About this task | Your answer should be every line of the records that contains the word "shutter".

==== Given records ====

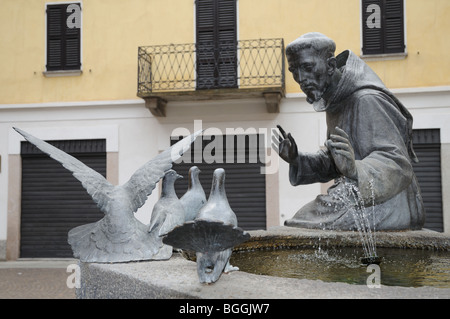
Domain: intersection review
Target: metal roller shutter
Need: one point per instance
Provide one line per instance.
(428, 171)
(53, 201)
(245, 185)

====
==== Given records ====

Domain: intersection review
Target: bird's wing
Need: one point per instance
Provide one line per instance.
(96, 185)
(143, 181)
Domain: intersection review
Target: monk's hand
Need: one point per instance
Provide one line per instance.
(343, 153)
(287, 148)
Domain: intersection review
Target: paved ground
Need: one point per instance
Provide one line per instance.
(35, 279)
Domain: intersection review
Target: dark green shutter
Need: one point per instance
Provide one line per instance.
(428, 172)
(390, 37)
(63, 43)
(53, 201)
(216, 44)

====

Answer section |
Target: metal roller shutter
Target: dark green shutter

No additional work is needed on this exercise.